* **What to work on**
**a.** From the wiki note on insula reactivity and depression, write out word for word the part that opens with the words containing "Why this paper" and closes with "a clinical scale.".
**b.** According to the wiki note on insula reactivity and depression, how strongly did left Wernicke's-area (STS) reactivity correlate with BDI?
**c.** Write the next part of the wiki note on insula reactivity and depression, picking up after its final sentence.

* **Text under study**
Why this paper matters more to the wiki than its size suggests
Because of the correlation the wiki keeps asking 2011 and 2022 for and not getting: right insula reactivity was negatively correlated with depression (BDI r(34)=-.465, p<.005; right LPFC r=-.406). The participants who stayed least dysphoric under the sad challenge were the ones recruiting the interoceptive insula the most. This is the wiki’s first first-hand Farb datum in which the protective sensory pole is genuinely interoceptive — the insula, not the calcarine cortex — and it is tied to a clinical scale.
Set against it, a mirror finding: left Wernicke’s-area (STS) reactivity correlated positively with BDI (r=.542, p<.001), and the insula/LPFC (interoceptive) and Wernicke’s (language) ROIs were negatively correlated (r=-.501). More language-laden processing of the sadness went with more depression and less interoceptive engagement; MT lowered reactivity in both and softened the opposition. Read through the wiki’s framework, this is the perceptual-inference (stay with the sensation) vs. active-inference (elaborate/regulate it) contrast, with depression loading on the elaborative side and interoception on the protective side — the pattern 2011 would recover prospectively with an exteroceptive sensory pole.
The honest boundary (which way it cuts, this time)
The wiki’s standing complaint about the Farb relapse papers is that their protective “sensory” pole is exteroceptive, so the interoceptive reading is a generalization. This paper is the exception: the insula is interoception’s cortical home (insular-cortex), so here the sensory-pole-is-interoceptive claim is measured, not extrapolated. What this paper lacks instead is what those papers have — a prospective clinical outcome. The BDI correlation is cross-sectional and, worse, is contaminated by the between-groups design (MT participants both had lower BDI and were the trained/second-scanned group, so the insula-BDI link pools a within-group and a between-group source of variance). So the two limitations are complementary across the Farb trio: 2010 has the right region (insula) but a weak design (cross-sectional, confounded); 2011/2022 have strong designs (prospective, RCT) but the wrong region (vision, somatosensory). The interoception-first thesis is best supported by the trio together, and no single one of them nails it — a point worth keeping visible rather than smoothing.

* **Source material**
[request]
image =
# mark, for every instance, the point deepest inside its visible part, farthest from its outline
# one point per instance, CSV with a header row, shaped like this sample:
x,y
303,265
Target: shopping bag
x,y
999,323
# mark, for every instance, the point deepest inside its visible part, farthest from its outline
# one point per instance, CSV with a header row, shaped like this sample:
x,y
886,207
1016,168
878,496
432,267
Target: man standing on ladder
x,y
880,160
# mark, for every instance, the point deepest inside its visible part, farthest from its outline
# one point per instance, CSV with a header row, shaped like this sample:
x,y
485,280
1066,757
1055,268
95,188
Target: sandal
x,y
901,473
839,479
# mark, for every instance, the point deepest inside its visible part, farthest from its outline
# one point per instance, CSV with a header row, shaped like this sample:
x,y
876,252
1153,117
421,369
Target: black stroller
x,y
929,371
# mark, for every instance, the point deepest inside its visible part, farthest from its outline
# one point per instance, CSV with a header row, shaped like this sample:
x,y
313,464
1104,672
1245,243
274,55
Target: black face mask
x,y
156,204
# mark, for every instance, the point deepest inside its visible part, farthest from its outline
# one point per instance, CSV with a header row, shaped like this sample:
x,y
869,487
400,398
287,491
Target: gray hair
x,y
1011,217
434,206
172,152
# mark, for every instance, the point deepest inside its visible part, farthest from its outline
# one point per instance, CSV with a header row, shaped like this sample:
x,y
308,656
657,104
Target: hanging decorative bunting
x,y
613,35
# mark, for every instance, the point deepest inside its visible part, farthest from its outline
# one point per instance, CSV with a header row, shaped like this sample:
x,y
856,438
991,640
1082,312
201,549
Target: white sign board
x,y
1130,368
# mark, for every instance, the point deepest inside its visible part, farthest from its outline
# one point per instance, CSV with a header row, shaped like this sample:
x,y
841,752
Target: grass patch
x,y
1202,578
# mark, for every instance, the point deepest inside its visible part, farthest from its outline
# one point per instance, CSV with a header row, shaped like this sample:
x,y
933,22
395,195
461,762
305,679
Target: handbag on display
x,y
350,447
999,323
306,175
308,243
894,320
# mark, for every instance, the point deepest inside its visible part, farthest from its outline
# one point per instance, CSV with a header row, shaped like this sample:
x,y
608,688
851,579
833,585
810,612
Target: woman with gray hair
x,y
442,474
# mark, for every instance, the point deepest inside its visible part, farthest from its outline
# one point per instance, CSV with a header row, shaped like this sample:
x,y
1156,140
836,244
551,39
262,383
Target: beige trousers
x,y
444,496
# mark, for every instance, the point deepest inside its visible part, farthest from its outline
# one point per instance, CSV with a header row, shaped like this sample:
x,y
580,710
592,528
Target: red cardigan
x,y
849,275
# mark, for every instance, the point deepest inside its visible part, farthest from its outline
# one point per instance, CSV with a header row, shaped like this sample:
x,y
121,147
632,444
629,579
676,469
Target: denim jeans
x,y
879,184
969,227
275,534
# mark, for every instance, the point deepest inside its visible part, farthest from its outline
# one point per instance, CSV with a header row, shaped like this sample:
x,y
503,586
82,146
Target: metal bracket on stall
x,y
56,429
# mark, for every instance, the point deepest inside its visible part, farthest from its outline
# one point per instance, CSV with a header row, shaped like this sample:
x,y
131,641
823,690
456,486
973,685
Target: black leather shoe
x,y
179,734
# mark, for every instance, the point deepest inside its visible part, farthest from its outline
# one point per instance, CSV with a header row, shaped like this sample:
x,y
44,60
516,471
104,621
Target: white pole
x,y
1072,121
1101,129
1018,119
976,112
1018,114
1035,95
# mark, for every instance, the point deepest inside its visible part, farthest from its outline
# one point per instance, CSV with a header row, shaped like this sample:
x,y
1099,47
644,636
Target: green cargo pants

* **Written answers**
**a.**
Why this paper matters more to the wiki than its size suggests
Because of the correlation the wiki keeps asking 2011 and 2022 for and not getting: right insula reactivity was negatively correlated with depression (BDI r(34)=-.465, p<.005; right LPFC r=-.406). The participants who stayed least dysphoric under the sad challenge were the ones recruiting the interoceptive insula the most. This is the wiki’s first first-hand Farb datum in which the protective sensory pole is genuinely interoceptive — the insula, not the calcarine cortex — and it is tied to a clinical scale.

**b.** Positively, at r=.542 (p<.001).

**c.**
Relation to Farb et al. (2007)
This is the emotion-provocation companion to Farb, Segal, Mayberg et al. (2007, SCAN), the narrative-vs-experiential self-reference study the wiki cites through norman-farb and simulation-map but does not hold in raw/. 2007 showed the two self-reference modes at rest / during a labeling task; 2010 shows the same right-lateralized viscerosomatic vs. midline-elaborative split emerging under emotional challenge and being reshaped by training. The paper leans on 2007 explicitly for the interpretation that MT shifts self-representation from midline-affective toward lateral-viscerosomatic circuitry.
Provenance
Norman Farb is this wiki’s author (see norman-farb); recorded as provenance, not weighted as authority, per the convention used for farb-2011-relapse-prediction and payne-2015-somatic-experiencing. Senior author Zindel Segal is the MBCT co-developer and clinical anchor. Co-author Helen Mayberg — whose subgenual-ACC / deep-brain-stimulation work on depression underlies this paper’s reading of the BA25 finding — is a prominent figure but enters only as a co-author here and is not given her own page, following the wiki’s co-author convention (as with Adam K. Anderson). The paper declares no conflicts of interest for the authors; Mayberg reports IP-licensing income from Advanced Neuromodulation Systems.